WHAT IS ASKED: Reproduce the passage on the band Electrico verbatim, starting at "I Want Yous" and ending at "Best Local Band.".

>> start EXCERPTED TEXT

Electrico wrote the theme song What Do You See? for the Singapore National Day Parade, 2009, held on 9 August 2009 at The Float @ Marina Bay to commemorate Singapore's 44th year of independence, and performed the song at the event. The lyrics were cited by Prime Minister Lee Hsien Loong in his 2018 National Day Message.

The band performed at the One Movement For Music Perth (OMFMP) in October 2009. The band's trip to OMFMP was made possible with the sponsorship by GAC Events Asia, a company specialising in entertainment logistics.

After a two-year hiatus, Electrico returned to play the Baybeats festival at Esplanade – Theatres on the Bay in June 2013. It was also reported that the band was working on new music. The band also played at Music Matters Live.

In 2014, the band shared demo recordings of their new songs online. The songs, including "Eyes Wide Open", featured a more electronic vibe. Electrico's set at the Good Vibes Festival in Sepang, Malaysia in August was cancelled after severe weather, and the band organised a "pay-what-you-want" fundraising gig at The Substation in October instead. Reviewing the gig positively in TODAY, Kevin Mathews wrote that "the crowd was well into the performance — their enthusiasm certainly inspiring the band to give their best, despite some evidence of rustiness".

Peaks, awards, accomplishments and accolades

2004
 Debut single I Want You which was taken from their 2004 debut album So Much More Inside shot to No.1 on the then Singapore radio station Perfect 10 (now known as 987FM)'s official Top20 weekly countdown chart, giving Electrico their 1st No.1 hit.
 I Want You peaked No.1 position on the then Perfect 10 Top20 weekly countdown during the week of 23–30 October 2004.
 I Want Yous overall chart position on the then Perfect 10 Top100 of 2004 was a good No.14.

2005
 MTV Asia Awards Favourite Artist Singapore (Nominated) making history by being the first Singapore band to be nominated at the regional music TV channel's awards.
 Runaway peaked at No.7 on the then Perfect 10 Top20 weekly countdown during the weeks of 7–14 and 14–21 January 2005.
 Good Time peaked at No.17 on the then Perfect 10 Top20 weekly countdown during the week of 22–29 April 2005.
 Won popular street culture magazine I.S.' Readers Choice Awards for Best Local Band.
 Electrico opened for The Bravery when the latter staged its first concert in Singapore.

2006
 Won their 1st COMPASS award for Top Local English Pop Song category at the 11th COMPASS awards ceremony for I Want You.
 Won the popular street culture magazine I.S.' Readers Choice Awards for Best Local Band (for the 2nd consecutive year).
 Love in New Wave, the first single off their 2nd album Hip City, went to give Electrico their 2nd No.1 hit on Singapore radio station 987FM's official Top10 weekly chart show.
 Love in New Waves peak at No.1 on 987FM's Top10 weekly countdown during the week of 22–29 September 2006.

>> end EXCERPTED TEXT
>> start INFORMATION SUPPLIED

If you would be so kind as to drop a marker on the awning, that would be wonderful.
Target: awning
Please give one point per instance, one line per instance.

>> end INFORMATION SUPPLIED

REPLY:
I Want Yous overall chart position on the then Perfect 10 Top100 of 2004 was a good No.14.

2005
 MTV Asia Awards Favourite Artist Singapore (Nominated) making history by being the first Singapore band to be nominated at the regional music TV channel's awards.
 Runaway peaked at No.7 on the then Perfect 10 Top20 weekly countdown during the weeks of 7–14 and 14–21 January 2005.
 Good Time peaked at No.17 on the then Perfect 10 Top20 weekly countdown during the week of 22–29 April 2005.
 Won popular street culture magazine I.S.' Readers Choice Awards for Best Local Band.